● **CONSIGNES À SUIVRE**
1. Selon le texte à lire, quelle maison d'édition a publié l'ouvrage Télévision queer ?
2. Traduisez en anglais la phrase suivante du texte à lire : « Pour répondre à ces questions, Télévision queer rassemble plusieurs essais afin d'analyser différentes productions télévisuelles dites mainstream, et ce, dans diverses cultures. »

● **TEXTE À LIRE**
____

Télévision queer

No 095 - Printemps 2023

Joëlle Rouleau (dir.)

Télévision queer

Audrée T. Lafontaine

Joëlle Rouleau (dir.), Télévision queer, Remue-Ménage, 2022, 176 p.

La télévision peut-elle être queer ? Peut-elle entraîner un changement social ? Peut-elle offrir un espace complexe de réflexion ? Pour répondre à ces questions, Télévision queer rassemble plusieurs essais afin d’analyser différentes productions télévisuelles dites mainstream, et ce, dans diverses cultures.

____

● **LIGNES DE DONNÉES**
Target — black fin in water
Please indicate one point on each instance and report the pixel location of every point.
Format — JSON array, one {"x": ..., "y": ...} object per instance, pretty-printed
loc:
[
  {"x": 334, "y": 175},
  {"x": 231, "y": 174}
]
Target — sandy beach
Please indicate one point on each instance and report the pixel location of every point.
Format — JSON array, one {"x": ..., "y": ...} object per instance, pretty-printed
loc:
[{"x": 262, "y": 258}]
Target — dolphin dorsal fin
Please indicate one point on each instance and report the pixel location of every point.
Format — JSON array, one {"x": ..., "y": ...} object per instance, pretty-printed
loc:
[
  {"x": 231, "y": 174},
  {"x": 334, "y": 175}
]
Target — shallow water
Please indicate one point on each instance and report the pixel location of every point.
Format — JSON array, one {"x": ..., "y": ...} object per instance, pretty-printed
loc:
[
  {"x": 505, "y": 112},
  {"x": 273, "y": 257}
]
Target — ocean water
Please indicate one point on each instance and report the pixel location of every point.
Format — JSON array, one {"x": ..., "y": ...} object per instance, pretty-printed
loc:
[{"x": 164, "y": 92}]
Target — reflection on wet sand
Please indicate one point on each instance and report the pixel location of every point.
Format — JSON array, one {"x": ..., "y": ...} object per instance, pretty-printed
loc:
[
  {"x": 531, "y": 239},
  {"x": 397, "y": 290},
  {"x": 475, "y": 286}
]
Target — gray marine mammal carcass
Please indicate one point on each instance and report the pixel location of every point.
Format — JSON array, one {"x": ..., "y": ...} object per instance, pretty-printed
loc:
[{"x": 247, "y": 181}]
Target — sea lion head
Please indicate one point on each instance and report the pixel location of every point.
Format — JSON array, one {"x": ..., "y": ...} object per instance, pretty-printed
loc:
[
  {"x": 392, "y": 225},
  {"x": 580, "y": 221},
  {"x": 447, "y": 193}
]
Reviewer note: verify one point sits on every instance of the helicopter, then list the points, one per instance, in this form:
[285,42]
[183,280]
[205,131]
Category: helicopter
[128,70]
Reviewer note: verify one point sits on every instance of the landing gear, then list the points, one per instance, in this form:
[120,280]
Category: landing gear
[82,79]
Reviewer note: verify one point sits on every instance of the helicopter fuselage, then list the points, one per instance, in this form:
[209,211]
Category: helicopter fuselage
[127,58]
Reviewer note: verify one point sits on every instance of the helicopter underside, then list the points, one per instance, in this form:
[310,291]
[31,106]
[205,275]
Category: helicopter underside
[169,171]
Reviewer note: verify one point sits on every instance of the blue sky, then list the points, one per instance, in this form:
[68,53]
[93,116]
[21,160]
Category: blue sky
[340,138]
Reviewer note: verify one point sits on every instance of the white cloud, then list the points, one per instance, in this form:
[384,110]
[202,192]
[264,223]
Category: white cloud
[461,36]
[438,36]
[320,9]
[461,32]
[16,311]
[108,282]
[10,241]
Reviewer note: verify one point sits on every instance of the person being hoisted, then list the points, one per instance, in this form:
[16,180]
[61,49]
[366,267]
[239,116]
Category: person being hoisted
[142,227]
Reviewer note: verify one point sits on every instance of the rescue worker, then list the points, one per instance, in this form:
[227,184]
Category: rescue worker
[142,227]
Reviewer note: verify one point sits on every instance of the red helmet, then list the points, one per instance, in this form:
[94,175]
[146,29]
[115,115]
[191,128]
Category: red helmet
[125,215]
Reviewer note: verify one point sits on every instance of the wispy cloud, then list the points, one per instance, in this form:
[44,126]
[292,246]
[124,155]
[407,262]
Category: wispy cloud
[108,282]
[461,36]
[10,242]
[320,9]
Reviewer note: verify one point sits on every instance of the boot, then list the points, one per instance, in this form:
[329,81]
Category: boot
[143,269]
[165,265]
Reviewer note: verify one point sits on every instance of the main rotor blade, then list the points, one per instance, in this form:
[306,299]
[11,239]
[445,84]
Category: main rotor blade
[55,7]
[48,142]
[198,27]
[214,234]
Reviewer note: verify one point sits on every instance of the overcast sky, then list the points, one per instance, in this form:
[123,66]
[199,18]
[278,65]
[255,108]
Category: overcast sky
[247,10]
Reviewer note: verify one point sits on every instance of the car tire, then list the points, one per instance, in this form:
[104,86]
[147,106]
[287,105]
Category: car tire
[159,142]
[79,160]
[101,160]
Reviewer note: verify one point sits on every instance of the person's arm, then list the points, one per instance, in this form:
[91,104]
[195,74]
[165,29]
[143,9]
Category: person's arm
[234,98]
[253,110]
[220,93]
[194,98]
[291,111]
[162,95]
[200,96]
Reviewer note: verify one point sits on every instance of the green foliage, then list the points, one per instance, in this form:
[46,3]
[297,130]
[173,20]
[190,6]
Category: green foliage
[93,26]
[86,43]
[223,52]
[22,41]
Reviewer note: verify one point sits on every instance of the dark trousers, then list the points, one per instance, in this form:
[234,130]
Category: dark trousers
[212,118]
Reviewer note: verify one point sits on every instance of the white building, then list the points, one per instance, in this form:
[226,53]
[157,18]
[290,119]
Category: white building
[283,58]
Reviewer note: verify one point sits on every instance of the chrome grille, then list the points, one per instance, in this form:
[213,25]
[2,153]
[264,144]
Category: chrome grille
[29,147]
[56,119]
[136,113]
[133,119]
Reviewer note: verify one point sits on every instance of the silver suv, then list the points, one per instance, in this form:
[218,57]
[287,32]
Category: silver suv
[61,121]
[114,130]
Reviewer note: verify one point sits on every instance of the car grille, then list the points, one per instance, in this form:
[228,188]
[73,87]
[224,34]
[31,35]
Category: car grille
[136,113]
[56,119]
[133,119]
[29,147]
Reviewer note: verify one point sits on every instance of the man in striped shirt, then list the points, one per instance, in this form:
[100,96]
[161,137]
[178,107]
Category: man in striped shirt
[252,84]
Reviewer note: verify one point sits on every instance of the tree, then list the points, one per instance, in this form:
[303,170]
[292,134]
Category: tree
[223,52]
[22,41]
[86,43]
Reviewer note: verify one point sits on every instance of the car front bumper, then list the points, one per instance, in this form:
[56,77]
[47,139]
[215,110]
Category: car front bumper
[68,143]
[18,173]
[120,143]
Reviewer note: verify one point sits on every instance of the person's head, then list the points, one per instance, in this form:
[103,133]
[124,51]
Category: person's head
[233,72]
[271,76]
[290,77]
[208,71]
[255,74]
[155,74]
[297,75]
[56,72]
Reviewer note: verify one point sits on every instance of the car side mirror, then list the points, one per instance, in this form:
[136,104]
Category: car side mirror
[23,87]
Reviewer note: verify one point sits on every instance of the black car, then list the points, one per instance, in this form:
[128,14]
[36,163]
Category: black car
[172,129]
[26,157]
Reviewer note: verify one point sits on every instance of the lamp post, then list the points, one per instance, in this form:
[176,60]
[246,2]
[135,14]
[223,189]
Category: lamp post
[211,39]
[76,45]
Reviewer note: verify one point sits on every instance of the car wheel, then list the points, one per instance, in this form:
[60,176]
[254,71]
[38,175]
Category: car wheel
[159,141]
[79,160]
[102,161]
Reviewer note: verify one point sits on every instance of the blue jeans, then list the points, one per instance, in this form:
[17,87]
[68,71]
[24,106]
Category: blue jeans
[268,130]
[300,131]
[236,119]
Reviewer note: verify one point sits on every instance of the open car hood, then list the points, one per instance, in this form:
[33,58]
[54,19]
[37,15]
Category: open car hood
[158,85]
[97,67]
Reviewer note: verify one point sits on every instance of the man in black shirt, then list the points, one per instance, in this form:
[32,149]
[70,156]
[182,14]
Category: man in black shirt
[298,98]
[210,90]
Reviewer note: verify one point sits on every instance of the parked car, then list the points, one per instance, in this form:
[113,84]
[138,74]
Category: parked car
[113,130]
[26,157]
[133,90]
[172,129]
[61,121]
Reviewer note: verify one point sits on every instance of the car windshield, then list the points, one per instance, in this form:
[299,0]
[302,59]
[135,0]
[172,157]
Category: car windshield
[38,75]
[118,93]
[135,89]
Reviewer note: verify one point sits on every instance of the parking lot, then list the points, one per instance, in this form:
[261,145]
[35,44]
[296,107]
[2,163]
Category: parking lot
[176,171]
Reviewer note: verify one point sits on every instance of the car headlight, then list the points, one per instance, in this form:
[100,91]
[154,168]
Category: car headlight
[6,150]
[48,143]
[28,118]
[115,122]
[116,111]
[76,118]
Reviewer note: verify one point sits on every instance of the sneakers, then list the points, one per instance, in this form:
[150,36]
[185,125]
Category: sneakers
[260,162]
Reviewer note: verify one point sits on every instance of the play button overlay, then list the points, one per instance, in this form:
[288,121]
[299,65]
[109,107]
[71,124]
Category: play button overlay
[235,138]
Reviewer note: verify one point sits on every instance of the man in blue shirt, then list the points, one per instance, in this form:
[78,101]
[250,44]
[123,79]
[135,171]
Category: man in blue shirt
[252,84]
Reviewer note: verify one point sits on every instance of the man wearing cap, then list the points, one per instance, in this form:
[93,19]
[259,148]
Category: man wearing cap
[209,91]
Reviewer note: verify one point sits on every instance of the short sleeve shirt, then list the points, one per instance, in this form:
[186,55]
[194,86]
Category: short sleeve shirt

____

● **CORRIGÉ DES EXERCICES**
1. Les éditions Remue-Ménage, en 2022.

2. To answer these questions, Télévision queer brings together several essays in order to analyze various so-called mainstream television productions, and does so across diverse cultures.